UIC researchers expose the limitations of digital technologies in commemorating COVID-19 victims

As COVID-19 surpasses the milestone of more than 1 million deaths globally, many families continue to grapple with the brutal reality of saying goodbye to dying loved ones over the phone or via an iPad. Two University of Illinois Chicago marketing professors investigated how service providers and families are using digital technologies to adapt to the disruptions in health care and death rituals the pandemic has created.

The paper, “’Don’t give us death like this!’ Commemorating Death in the Age of COVID-19,” by Benét DeBerry-Spence, professor and head of the department of marketing, and Lez Trujillo Torres, assistant professor of marketing, both in the College of Business Administration, appeared recently in the Journal of the Association of Consumer Research.

Through an investigation of social and news media materials in nine countries, DeBerry-Spence and Trujillo Torres expand on previous research that looked at how commemoration is a means for consumers to honor and memorialize their loved ones after a traumatic event.

“For relatives of COVID victims, the pain is perhaps unlike any other. A loved one has died alone. If you are lucky, a health care professional has shared a video. Commemorating, then, becomes a key way to remember the dead,” the authors write.

> **Records shown**
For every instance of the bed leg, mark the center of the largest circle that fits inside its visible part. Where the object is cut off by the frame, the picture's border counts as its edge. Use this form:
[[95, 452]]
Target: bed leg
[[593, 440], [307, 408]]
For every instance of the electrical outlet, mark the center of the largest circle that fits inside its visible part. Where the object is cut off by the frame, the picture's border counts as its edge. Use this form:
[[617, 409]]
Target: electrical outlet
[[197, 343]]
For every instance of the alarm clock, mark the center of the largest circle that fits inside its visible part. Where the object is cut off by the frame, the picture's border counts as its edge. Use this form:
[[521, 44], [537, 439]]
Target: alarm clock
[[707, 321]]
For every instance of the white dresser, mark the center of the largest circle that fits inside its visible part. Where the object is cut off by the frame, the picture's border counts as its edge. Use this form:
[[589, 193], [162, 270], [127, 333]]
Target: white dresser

> **Assignment 1**
Answer these about the article on commemorating COVID-19 victims:
(a) What death toll has COVID-19 surpassed globally, according to the opening paragraph?
(b) In which journal did the paper appear?
(c) In how many countries did the researchers examine social and news media materials?
> **Assignment 2**
Carry on the article about commemorating COVID-19 victims, starting after its final paragraph.

> **Answer space 1**
(a) More than 1 million deaths.
(b) The Journal of the Association of Consumer Research.
(c) Nine.

> **Answer space 2**
The authors highlight the important role that health care professionals take on when family members have limited access due to protocols that restrict physical contact with COVID-19 sufferers and the deceased. Digital technologies such as mobile phones, iPads and laptops may be the only means of sharing information with family members.

“Today, a variety of interactive social network sites allow consumers to honor the deceased through online memorialization,” they write. Bereaved consumers use digital technologies to personalize funerals, livestream burial services and memorialize loved ones. As a result, their findings show that digital technology is both a “subject of consumer death memories and a means of managing COVID-19 related disruptions.”

Yet, there are limits to how technology may be used to respond to the devastating consequences of the pandemic, the authors write. Digital technologies do not fully meet the needs of consumers when performing religious practices and rituals that involve directly interacting with and/or touching the deceased body. There are similar inadequacies when family members must deal with loss without the physical presence and comfort of family and friends.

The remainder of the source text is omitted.